- [Given instruction]
Below are the records; reproduce all of them exactly but without any images.

- [Record extracts]
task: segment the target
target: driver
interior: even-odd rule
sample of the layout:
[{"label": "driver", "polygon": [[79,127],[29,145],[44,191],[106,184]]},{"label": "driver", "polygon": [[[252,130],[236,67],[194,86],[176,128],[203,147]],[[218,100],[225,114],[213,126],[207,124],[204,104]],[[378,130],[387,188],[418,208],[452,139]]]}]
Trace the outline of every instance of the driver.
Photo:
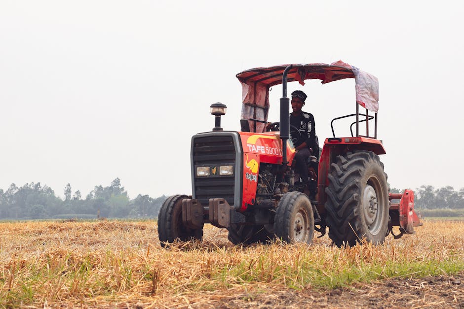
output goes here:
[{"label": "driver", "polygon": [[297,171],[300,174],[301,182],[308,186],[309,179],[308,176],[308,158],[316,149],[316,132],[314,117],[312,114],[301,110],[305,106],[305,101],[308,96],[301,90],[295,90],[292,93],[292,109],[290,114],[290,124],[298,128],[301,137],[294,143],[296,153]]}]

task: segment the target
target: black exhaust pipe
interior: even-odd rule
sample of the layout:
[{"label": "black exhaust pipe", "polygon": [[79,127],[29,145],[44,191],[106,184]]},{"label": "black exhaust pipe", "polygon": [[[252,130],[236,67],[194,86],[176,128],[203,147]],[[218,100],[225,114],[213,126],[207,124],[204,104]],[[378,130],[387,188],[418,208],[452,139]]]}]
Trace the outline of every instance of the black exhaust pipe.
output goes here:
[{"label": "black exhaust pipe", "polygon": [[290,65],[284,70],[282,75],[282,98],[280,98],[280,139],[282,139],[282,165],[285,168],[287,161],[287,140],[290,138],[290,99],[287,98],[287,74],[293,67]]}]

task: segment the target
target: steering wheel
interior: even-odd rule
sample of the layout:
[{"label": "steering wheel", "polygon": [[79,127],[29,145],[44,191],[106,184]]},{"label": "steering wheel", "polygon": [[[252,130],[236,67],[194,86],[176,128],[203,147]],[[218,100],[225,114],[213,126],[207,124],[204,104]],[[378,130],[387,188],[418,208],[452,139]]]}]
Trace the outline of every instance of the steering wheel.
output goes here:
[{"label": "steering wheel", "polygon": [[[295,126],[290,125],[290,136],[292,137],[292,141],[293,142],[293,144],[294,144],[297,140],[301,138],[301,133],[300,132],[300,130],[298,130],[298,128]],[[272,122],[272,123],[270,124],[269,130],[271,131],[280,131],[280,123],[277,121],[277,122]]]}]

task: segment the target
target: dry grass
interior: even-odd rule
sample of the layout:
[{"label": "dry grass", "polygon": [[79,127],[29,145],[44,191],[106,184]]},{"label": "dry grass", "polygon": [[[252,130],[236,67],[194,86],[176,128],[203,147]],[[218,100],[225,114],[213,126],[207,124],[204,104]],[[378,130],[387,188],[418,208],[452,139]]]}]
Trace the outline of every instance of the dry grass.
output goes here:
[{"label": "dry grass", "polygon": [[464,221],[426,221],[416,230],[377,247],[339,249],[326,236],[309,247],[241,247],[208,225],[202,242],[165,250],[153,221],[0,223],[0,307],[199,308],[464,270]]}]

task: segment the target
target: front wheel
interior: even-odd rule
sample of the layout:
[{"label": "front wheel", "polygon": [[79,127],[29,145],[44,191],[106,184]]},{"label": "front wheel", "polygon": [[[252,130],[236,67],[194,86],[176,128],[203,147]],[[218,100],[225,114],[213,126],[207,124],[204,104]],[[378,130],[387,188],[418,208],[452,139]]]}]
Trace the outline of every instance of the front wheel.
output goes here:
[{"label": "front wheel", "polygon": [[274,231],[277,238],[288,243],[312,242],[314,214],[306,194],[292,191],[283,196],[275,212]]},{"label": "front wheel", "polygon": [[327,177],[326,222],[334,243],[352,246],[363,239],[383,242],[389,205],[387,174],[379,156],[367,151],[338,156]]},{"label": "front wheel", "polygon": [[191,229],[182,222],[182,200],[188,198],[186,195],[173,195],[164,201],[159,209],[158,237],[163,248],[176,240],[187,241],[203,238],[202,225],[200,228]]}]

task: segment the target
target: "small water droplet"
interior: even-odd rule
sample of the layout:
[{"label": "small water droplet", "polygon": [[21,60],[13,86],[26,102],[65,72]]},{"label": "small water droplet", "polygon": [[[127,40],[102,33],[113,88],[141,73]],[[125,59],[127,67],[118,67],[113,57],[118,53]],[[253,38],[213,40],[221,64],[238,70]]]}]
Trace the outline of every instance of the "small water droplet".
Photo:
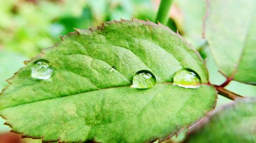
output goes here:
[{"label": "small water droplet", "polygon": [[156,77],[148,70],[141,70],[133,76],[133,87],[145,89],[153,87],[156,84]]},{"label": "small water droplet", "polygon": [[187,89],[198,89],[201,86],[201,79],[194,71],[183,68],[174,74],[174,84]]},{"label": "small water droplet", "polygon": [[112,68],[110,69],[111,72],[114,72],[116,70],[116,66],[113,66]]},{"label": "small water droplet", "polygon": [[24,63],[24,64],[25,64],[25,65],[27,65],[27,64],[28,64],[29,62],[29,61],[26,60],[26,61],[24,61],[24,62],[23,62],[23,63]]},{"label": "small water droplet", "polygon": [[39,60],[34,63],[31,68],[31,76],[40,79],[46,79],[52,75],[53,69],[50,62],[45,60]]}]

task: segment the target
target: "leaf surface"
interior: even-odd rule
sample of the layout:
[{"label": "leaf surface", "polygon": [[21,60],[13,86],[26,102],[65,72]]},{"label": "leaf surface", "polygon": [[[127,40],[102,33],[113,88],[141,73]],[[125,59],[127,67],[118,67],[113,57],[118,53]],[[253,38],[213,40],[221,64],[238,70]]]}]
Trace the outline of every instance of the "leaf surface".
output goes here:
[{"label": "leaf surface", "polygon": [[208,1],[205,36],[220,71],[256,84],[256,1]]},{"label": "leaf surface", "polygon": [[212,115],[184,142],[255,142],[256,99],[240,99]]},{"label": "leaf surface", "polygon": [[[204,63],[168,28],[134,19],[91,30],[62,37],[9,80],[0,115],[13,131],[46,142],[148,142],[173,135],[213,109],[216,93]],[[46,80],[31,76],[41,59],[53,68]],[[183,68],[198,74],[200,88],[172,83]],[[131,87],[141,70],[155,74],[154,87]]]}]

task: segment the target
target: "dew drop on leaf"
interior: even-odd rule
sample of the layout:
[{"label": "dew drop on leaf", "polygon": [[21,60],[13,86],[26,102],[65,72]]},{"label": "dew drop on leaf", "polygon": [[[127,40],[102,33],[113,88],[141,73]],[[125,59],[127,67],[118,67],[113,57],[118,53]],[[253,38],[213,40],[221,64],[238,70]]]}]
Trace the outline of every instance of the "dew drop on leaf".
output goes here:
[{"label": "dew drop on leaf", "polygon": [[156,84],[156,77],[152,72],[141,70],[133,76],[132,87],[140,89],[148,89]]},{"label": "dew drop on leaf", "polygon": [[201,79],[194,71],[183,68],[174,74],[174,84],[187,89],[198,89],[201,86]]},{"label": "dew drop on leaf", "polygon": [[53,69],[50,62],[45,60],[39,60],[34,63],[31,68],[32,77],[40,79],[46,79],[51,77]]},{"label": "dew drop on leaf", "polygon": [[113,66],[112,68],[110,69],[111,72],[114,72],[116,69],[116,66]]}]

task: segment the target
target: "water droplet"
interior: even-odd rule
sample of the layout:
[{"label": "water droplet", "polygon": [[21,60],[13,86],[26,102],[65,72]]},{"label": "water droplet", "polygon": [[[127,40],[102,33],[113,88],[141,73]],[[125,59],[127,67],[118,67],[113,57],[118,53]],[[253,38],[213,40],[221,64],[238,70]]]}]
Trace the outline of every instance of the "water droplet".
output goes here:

- [Worked answer]
task: segment the target
target: driver
interior: even-odd rule
sample of the layout:
[{"label": "driver", "polygon": [[79,127],[29,145],[44,191],[106,184]]},{"label": "driver", "polygon": [[[252,130],[236,67],[194,86],[176,128],[203,147]],[[218,100],[225,114],[213,126],[207,124],[204,104]],[[378,130],[387,188],[418,208],[452,139]]]}]
Trace the outline of every instance of the driver.
Photo:
output goes here:
[{"label": "driver", "polygon": [[297,171],[300,174],[301,182],[308,186],[309,179],[308,176],[308,158],[316,149],[316,132],[314,117],[312,114],[301,110],[305,106],[305,101],[308,96],[301,90],[295,90],[292,93],[292,109],[290,114],[290,124],[298,128],[301,137],[294,143],[296,153]]}]

task: segment the target
target: black exhaust pipe
interior: even-odd rule
sample of the layout:
[{"label": "black exhaust pipe", "polygon": [[79,127],[29,145],[44,191],[106,184]]},{"label": "black exhaust pipe", "polygon": [[[252,130],[236,67],[194,86],[176,128],[203,147]],[[218,100],[225,114],[213,126],[207,124],[204,104]],[[378,130],[387,188],[418,208],[452,139]]]}]
Trace the outline of every instance of the black exhaust pipe.
output goes here:
[{"label": "black exhaust pipe", "polygon": [[290,65],[284,70],[282,75],[282,98],[280,98],[280,139],[282,139],[282,165],[285,168],[287,161],[287,140],[290,138],[290,99],[287,98],[287,74],[293,67]]}]

task: segment the target
target: steering wheel
interior: even-odd rule
sample of the layout:
[{"label": "steering wheel", "polygon": [[79,127],[29,145],[44,191],[106,184]]},{"label": "steering wheel", "polygon": [[[252,130],[236,67],[194,86],[176,128],[203,147]],[[218,100],[225,114],[213,126],[207,124],[204,104]],[[378,130],[387,188],[418,208],[452,139]]]}]
Trace the outline of every instance of the steering wheel.
output goes here:
[{"label": "steering wheel", "polygon": [[[295,126],[290,125],[290,136],[292,137],[292,141],[293,142],[293,144],[294,144],[297,140],[301,138],[301,133],[300,132],[300,130],[298,130],[298,128]],[[272,122],[272,123],[270,124],[269,130],[271,131],[280,131],[280,123],[277,121],[277,122]]]}]

task: segment the target
target: dry grass
interior: even-odd rule
sample of the layout:
[{"label": "dry grass", "polygon": [[79,127],[29,145],[44,191],[106,184]]},{"label": "dry grass", "polygon": [[[252,130],[236,67],[194,86],[176,128],[203,147]],[[218,100],[225,114],[213,126],[207,124],[204,104]],[[378,130],[387,188],[418,208],[452,139]]]}]
Trace the outline of every instance of the dry grass.
output goes here:
[{"label": "dry grass", "polygon": [[464,221],[426,221],[416,230],[377,247],[339,249],[326,236],[309,247],[241,247],[208,225],[202,242],[165,250],[153,221],[0,223],[0,307],[199,308],[464,270]]}]

task: segment the target
target: front wheel
interior: even-odd rule
sample of the layout:
[{"label": "front wheel", "polygon": [[79,127],[29,145],[44,191],[106,184]]},{"label": "front wheel", "polygon": [[[252,130],[236,67],[194,86],[176,128],[203,147]],[[218,100],[225,114],[213,126],[207,124],[204,104]],[[378,130],[387,188],[418,208],[452,139]]]}]
Trace the outline of every instance of the front wheel.
output goes here:
[{"label": "front wheel", "polygon": [[274,231],[277,238],[288,243],[312,242],[314,214],[306,194],[292,191],[283,196],[275,212]]},{"label": "front wheel", "polygon": [[327,177],[326,222],[334,243],[352,246],[363,239],[383,242],[389,205],[387,174],[379,156],[367,151],[338,156]]},{"label": "front wheel", "polygon": [[191,229],[182,222],[182,200],[188,198],[186,195],[173,195],[164,201],[159,209],[158,237],[163,248],[176,240],[187,241],[203,238],[202,225],[200,228]]}]

task: segment the target
target: "small water droplet"
interior: even-odd rule
sample of the layout:
[{"label": "small water droplet", "polygon": [[21,60],[13,86],[26,102],[65,72]]},{"label": "small water droplet", "polygon": [[[127,40],[102,33],[113,88],[141,73]],[[125,59],[127,67],[118,67],[113,57],[118,53]],[[253,38],[213,40],[221,64],[238,70]]]}]
Trace the outline of every instance of the "small water droplet".
Photo:
output goes here:
[{"label": "small water droplet", "polygon": [[156,77],[148,70],[141,70],[133,76],[133,87],[145,89],[153,87],[156,84]]},{"label": "small water droplet", "polygon": [[187,89],[198,89],[201,86],[201,79],[194,71],[183,68],[174,74],[174,84]]},{"label": "small water droplet", "polygon": [[112,68],[110,69],[111,72],[114,72],[116,70],[116,66],[113,66]]},{"label": "small water droplet", "polygon": [[24,63],[24,64],[25,64],[25,65],[27,65],[27,64],[28,64],[29,62],[29,61],[26,60],[26,61],[24,61],[24,62],[23,62],[23,63]]},{"label": "small water droplet", "polygon": [[39,60],[34,63],[31,68],[31,76],[40,79],[46,79],[52,75],[53,69],[50,62],[45,60]]}]

task: segment the target
target: "leaf surface"
interior: even-odd rule
sample of the layout:
[{"label": "leaf surface", "polygon": [[21,60],[13,86],[26,102],[65,72]]},{"label": "leaf surface", "polygon": [[[127,40],[102,33],[113,88],[141,73]],[[125,59],[127,67],[118,67],[113,57],[118,53]],[[253,38],[213,40],[221,64],[238,70]]]}]
Trace the outline of every instance of the "leaf surface".
output goes here:
[{"label": "leaf surface", "polygon": [[208,1],[205,36],[220,71],[256,84],[256,1]]},{"label": "leaf surface", "polygon": [[212,115],[184,142],[255,142],[256,99],[240,99]]},{"label": "leaf surface", "polygon": [[[204,63],[168,28],[134,19],[91,30],[62,37],[9,80],[0,115],[13,131],[46,142],[148,142],[173,135],[213,109],[216,93]],[[46,80],[31,76],[41,59],[53,68]],[[183,68],[198,74],[200,88],[172,83]],[[131,87],[141,70],[155,74],[154,87]]]}]

task: segment the target
target: "dew drop on leaf"
interior: even-odd rule
sample of the layout:
[{"label": "dew drop on leaf", "polygon": [[21,60],[13,86],[26,102],[65,72]]},{"label": "dew drop on leaf", "polygon": [[[127,40],[102,33],[113,88],[141,73]],[[125,59],[127,67],[118,67],[113,57],[118,53]],[[253,38],[213,40],[221,64],[238,70]]]}]
Trace the outline of every instance of the "dew drop on leaf".
output goes here:
[{"label": "dew drop on leaf", "polygon": [[156,84],[156,77],[152,72],[141,70],[133,76],[132,87],[140,89],[148,89]]},{"label": "dew drop on leaf", "polygon": [[201,79],[194,71],[183,68],[174,74],[174,84],[187,89],[198,89],[201,86]]},{"label": "dew drop on leaf", "polygon": [[53,69],[50,62],[45,60],[39,60],[34,63],[31,68],[32,77],[40,79],[46,79],[51,77]]},{"label": "dew drop on leaf", "polygon": [[113,66],[112,68],[110,69],[111,72],[114,72],[116,69],[116,66]]}]

task: segment the target
target: "water droplet"
interior: even-odd rule
sample of the layout:
[{"label": "water droplet", "polygon": [[21,60],[13,86],[26,102],[65,72]]},{"label": "water droplet", "polygon": [[[127,40],[102,33],[113,88],[141,73]],[[125,59],[127,67],[118,67],[113,57],[118,53]],[[253,38],[213,40],[221,64],[238,70]]]}]
Trace the outline of every instance of the "water droplet".
output goes here:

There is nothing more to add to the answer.